• [Problem statement]: Every record below, from first to last, should be copied exactly; leave the pictures out.

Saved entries
------

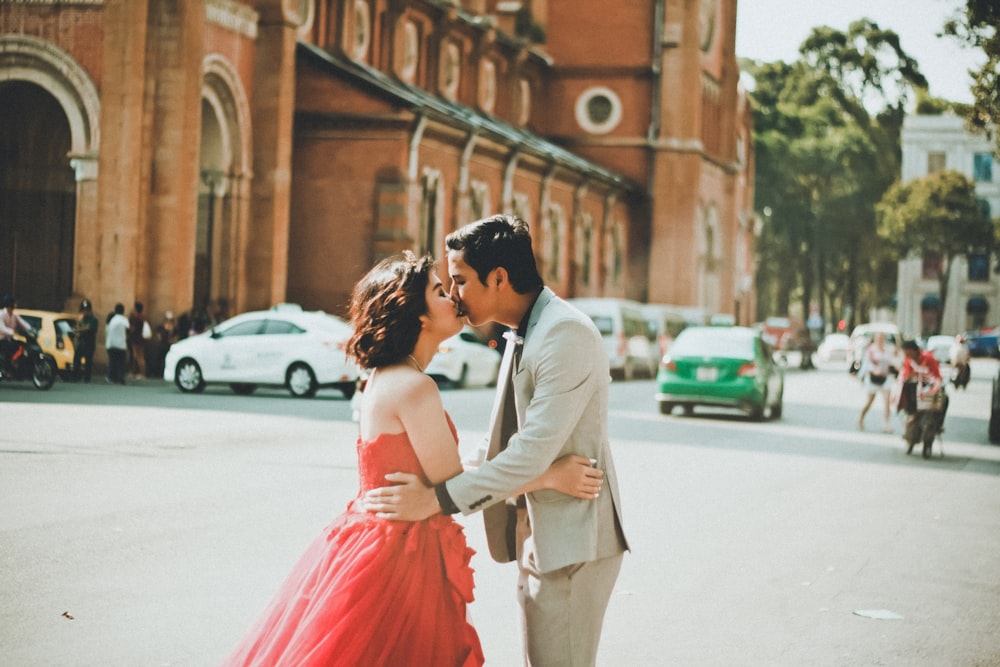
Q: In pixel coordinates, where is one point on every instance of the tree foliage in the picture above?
(827, 147)
(935, 216)
(979, 26)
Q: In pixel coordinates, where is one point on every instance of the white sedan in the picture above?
(464, 360)
(282, 347)
(835, 347)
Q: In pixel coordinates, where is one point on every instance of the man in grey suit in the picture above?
(552, 400)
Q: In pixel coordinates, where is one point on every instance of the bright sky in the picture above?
(771, 30)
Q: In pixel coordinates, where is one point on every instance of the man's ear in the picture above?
(499, 276)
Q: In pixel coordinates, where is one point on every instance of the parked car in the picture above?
(833, 347)
(631, 344)
(863, 334)
(983, 342)
(940, 346)
(465, 360)
(55, 336)
(282, 347)
(730, 367)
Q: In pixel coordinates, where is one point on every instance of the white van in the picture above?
(629, 340)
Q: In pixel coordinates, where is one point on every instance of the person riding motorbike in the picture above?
(920, 369)
(10, 324)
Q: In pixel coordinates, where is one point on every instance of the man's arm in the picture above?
(408, 499)
(411, 500)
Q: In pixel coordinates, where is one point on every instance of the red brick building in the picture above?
(237, 154)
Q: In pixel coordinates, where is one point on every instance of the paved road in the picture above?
(162, 523)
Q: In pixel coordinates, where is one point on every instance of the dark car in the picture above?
(731, 367)
(982, 342)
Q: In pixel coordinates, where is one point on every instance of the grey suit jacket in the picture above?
(561, 393)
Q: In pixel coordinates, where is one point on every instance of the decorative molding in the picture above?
(51, 2)
(233, 16)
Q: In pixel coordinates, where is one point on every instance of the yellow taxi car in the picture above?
(55, 335)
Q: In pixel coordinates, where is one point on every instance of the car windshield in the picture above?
(712, 342)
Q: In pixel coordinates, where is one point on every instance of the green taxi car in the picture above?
(725, 367)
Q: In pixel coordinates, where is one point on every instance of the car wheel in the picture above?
(187, 376)
(43, 375)
(301, 381)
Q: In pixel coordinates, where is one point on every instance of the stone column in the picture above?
(85, 280)
(273, 111)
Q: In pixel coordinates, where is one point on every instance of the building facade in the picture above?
(931, 144)
(227, 155)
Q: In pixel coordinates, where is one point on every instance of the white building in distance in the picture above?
(931, 144)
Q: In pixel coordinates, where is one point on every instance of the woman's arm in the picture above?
(573, 475)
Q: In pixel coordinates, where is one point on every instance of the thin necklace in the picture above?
(416, 363)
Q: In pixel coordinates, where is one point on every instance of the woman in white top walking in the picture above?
(874, 374)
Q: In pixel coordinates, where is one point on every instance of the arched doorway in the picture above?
(37, 197)
(224, 172)
(49, 140)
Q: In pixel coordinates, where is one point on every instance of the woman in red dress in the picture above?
(371, 592)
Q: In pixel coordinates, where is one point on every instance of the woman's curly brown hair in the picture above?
(385, 310)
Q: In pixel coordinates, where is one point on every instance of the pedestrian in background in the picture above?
(163, 338)
(138, 333)
(84, 343)
(874, 375)
(116, 343)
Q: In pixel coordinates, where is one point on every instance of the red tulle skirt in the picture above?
(370, 592)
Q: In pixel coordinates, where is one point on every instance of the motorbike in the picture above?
(960, 375)
(28, 361)
(926, 403)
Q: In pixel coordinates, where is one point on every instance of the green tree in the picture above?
(979, 26)
(827, 147)
(935, 216)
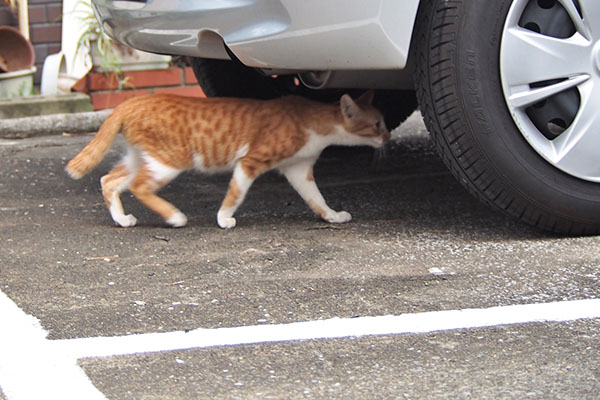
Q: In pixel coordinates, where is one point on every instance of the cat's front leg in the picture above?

------

• [Task solution]:
Q: In pixel coordinates, where is one point on every instance of the tree foliage in the picture above?
(827, 147)
(935, 216)
(979, 26)
Q: In pixel coordinates, where is one point on every instance of the white sedan in the picture above?
(464, 360)
(282, 347)
(835, 347)
Q: In pixel coordinates, where is one point on every instance of the man in grey suit in the picture above?
(552, 400)
Q: In pixel coordinates, where is one point on every instance of the bright sky in the picture above?
(771, 30)
Q: In pixel coordinates, where is one point on every instance of the man's ear in the picture above?
(499, 276)
Q: In pixel coordinates, where is one point on every instance of the parked car in the picture above?
(833, 347)
(631, 344)
(863, 334)
(983, 342)
(940, 346)
(465, 360)
(55, 336)
(282, 347)
(730, 367)
Q: In pixel coordinates, where is one point on every instance of the white van in the picture above?
(629, 340)
Q: In pixel coordinates, where is one point on every instance of the person riding motorbike in the picture above?
(920, 369)
(10, 324)
Q: In pixel coordinates, where is one point on every instance of the man's arm in the picture above?
(408, 499)
(411, 500)
Q: In pixel coordinates, where is one point on every instance of the red brick building in the picture above?
(237, 154)
Q: In pixel coordinates, where is one point on every instance of the paved road in the picture above?
(162, 523)
Q: In pixel coordinates, where is one point on every instance of the dark car in the picture above?
(731, 367)
(982, 342)
Q: In pixel coordinates, where is one point on every instance of the grey suit jacket in the picture above?
(561, 393)
Q: In pixel coordinates, where is one point on every instance of the decorative molding in the picture above?
(51, 2)
(233, 16)
Q: In pixel coordinates, where is one point on every instance of the yellow taxi car in the picture above?
(55, 335)
Q: In pixel coordinates, where is one point on every instance of the car windshield in the picture above?
(712, 342)
Q: In pixel coordinates, where is one point on every instance of the green taxi car in the picture above?
(725, 367)
Q: In pixel coordinates, where is one point on every instance of the car wheel in the picture above?
(187, 376)
(43, 375)
(301, 381)
Q: In pixel coordinates, where is one point on every instance of the stone column in the picture above?
(85, 280)
(273, 111)
Q: In pixel coordinates, where is one point on every instance of the building facade in the picture above?
(931, 144)
(227, 155)
Q: In pixel coordinates, where is one point on every instance of the white building in distance in the picture above?
(931, 144)
Q: In pixel coordinates, where is one point on every instance of the woman's arm in the picture above?
(573, 475)
Q: In pixel coordinates, where is one point on every instance of the thin necklace in the picture above?
(416, 363)
Q: In pixel coordinates, where is one point on every instance of the woman in white top walking in the picture above?
(874, 374)
Q: In pixel coordinates, where is one point on every instance of the arched doorway in the picture above?
(37, 197)
(224, 172)
(49, 140)
Q: In pixel coordinates, where is one point on every instance of the woman in red dress in the picture above?
(371, 592)
Q: In pixel coordinates, where is one point on every instance of the woman's curly brown hair in the picture above?
(385, 310)
Q: In pixel coordinates, where is one point on every instance of the pedestrian in background in the picture above?
(163, 338)
(138, 333)
(84, 343)
(874, 375)
(116, 343)
Q: In pixel coordinates, where is one point on every instance of the red tulle skirt in the picture above?
(370, 592)
Q: In pixel coordinates, where is one point on every instance of the motorbike in the picture above?
(960, 375)
(28, 361)
(926, 403)
Q: In pixel coordinates, where is one point on every instance of the green tree in the picture above?
(979, 26)
(827, 147)
(935, 216)
Q: In pixel coordinates, where is one point on every instance of the cat's front leg in the picture above?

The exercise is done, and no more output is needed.